Write out all of the records precisely. Skip anything that is a picture.

(Record extracts)

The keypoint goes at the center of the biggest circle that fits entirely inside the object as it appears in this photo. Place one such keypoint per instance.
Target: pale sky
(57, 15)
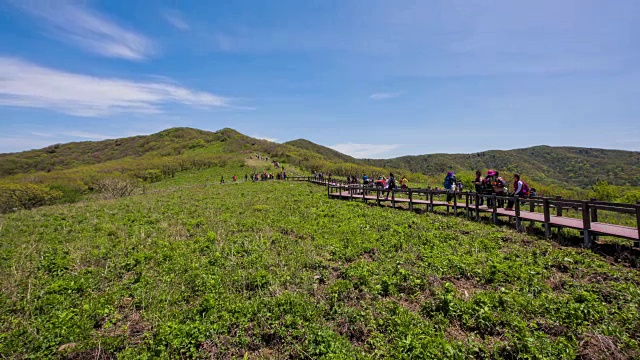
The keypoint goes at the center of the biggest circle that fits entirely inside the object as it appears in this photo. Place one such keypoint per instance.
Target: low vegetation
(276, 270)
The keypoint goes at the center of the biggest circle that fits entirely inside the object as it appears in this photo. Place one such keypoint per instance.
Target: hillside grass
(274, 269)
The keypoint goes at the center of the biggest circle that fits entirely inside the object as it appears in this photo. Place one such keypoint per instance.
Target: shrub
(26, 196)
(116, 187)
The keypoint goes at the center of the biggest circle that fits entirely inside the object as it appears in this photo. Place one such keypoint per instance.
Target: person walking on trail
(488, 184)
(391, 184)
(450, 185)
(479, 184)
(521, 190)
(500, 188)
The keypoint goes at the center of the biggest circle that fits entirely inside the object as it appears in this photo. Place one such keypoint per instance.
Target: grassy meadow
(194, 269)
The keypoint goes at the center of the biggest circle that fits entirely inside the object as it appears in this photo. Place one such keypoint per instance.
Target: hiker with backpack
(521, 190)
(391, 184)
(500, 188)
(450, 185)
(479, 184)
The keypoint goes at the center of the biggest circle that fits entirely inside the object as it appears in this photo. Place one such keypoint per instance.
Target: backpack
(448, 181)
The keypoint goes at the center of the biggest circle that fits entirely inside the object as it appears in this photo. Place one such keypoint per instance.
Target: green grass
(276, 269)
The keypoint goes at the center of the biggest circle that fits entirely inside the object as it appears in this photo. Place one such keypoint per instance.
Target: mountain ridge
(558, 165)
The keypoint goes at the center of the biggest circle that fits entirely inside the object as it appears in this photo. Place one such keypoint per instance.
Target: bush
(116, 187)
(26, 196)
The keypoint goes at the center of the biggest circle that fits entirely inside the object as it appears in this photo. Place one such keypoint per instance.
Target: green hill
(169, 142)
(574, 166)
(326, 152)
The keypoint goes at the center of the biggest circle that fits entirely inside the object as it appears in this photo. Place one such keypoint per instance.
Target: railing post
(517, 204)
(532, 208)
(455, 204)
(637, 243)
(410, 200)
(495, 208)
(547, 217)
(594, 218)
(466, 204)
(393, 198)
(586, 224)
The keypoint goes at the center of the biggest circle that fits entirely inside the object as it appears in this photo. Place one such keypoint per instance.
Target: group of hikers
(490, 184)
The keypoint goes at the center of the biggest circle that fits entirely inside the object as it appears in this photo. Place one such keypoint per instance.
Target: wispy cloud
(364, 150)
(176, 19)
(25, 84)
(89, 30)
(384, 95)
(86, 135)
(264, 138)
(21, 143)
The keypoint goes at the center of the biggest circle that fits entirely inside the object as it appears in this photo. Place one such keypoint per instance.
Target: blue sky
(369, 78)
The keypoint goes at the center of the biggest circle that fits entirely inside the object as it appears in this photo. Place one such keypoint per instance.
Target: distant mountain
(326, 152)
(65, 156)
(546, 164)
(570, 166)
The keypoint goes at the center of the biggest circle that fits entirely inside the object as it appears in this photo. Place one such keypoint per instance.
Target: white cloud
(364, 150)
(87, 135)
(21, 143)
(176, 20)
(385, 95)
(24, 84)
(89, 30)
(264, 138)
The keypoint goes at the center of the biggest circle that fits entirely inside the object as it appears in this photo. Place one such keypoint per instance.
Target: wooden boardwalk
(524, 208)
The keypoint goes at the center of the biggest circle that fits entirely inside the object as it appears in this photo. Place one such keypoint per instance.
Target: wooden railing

(End Record extracts)

→ Result of this exercise
The keypoint goes at the center of the biggest circle that fits entirely inside the object as it appears in this photo. Place one such keypoint per instance.
Target: pale sky
(57, 15)
The keypoint goes at the center of the biggest circle that fits entirely inside the object as it appears in this photo. Place one such keypoint per instance.
Target: low vegetation
(276, 270)
The keypoint goes at the center of the biggest circle that fits entirely inside the object as it appears in this photo. Place one such keypoint per instance.
Target: hillside grass
(274, 269)
The keypoint goes at the center of the biggest circle that fits entirely inside the object as it appears in this photo. Place one such keypoint per instance.
Target: shrub
(26, 196)
(116, 187)
The keypoint goes at the center of the biggest circle that fits entirely inside the object as it appears in this photo. Place one such keypoint per instance.
Target: person walking on trail
(488, 184)
(391, 184)
(450, 185)
(479, 184)
(521, 190)
(500, 188)
The keypoint goes at the center of the biggest circle that fits entirely inside the object as it appears in this photo. Place one such keypoint per instance.
Target: grassy meadow
(194, 269)
The keypoint goes at the center of the biggest circle that fits entirely inside the object as it appears in this photo. Place one such keypoint per instance.
Target: hiker with backpack
(521, 190)
(391, 184)
(500, 188)
(450, 185)
(479, 184)
The keypoint goes at the center of the biggest circle that fits entirely inside the object as it appears in this photo. Place one such keypoint per instance.
Target: backpack
(448, 181)
The keypoint goes at the center of the biggest circle that fits entirely inside the object as it appears in this photo. Place one such keypoint per instance.
Target: green grass
(276, 269)
The keypoint goes at the center of the biggest circle that fits entirely inside the object as it appears in this photo. Place one such keypoint per instance.
Target: mountain ridge
(558, 165)
The keypoint goes at the center of the biggest circle that fits entirely inside the object as it appears in this photo. Place one such keypoint per instance.
Target: bush
(116, 187)
(26, 196)
The keypoint goes at the center of the biggest circle that fits entirely inside the object as it appears in this photo. Place one such keypoint per instance.
Target: green hill
(169, 142)
(574, 166)
(326, 152)
The keypoint goes at the center of the biggest circle that fits entirely inside the object as it appears in this photo. Place one such keypoint per instance.
Target: railing post
(517, 204)
(532, 208)
(455, 204)
(637, 243)
(410, 200)
(495, 208)
(547, 217)
(594, 218)
(466, 204)
(393, 198)
(586, 224)
The keypoint goes at the center of the biggest circle that fits entirely inside the object as it appears in this photo. Place one such keypoint per instance.
Target: group of hikers
(490, 184)
The keypoint goes at the center of the biggest circle that fits entirely inside the object as it appears in this photo. Place one such keypoint per instance.
Target: wispy cloud
(364, 150)
(176, 19)
(25, 84)
(89, 30)
(384, 95)
(86, 135)
(264, 138)
(21, 143)
The keypoint goes at the center of the biggest circle that fits entirely inside the object as it appears in this photo. Place one such keypoint per instance.
Target: blue sky
(369, 78)
The keypoint goes at the center of the biggest circle that fits entirely inside the object as it appears in this photo. Place one such keypoint per instance.
Target: distant mountain
(326, 152)
(65, 156)
(546, 164)
(570, 166)
The keypoint goes at the center of the biggest circle that fits entirely inside the object as it appears in this photo. Place one such keypoint per instance.
Target: white cloud
(364, 150)
(87, 135)
(21, 143)
(176, 20)
(385, 95)
(24, 84)
(89, 30)
(264, 138)
The keypoint goes at the center of the biggest circle that fits entirely inside the object as it appears in this photo. Place one such keypoint per instance.
Target: wooden boardwalk
(524, 208)
The keypoint goes at the center of the biggest circle that fits entirely inside the object as it appears in this photo. Place one such keypoint per instance.
Target: wooden railing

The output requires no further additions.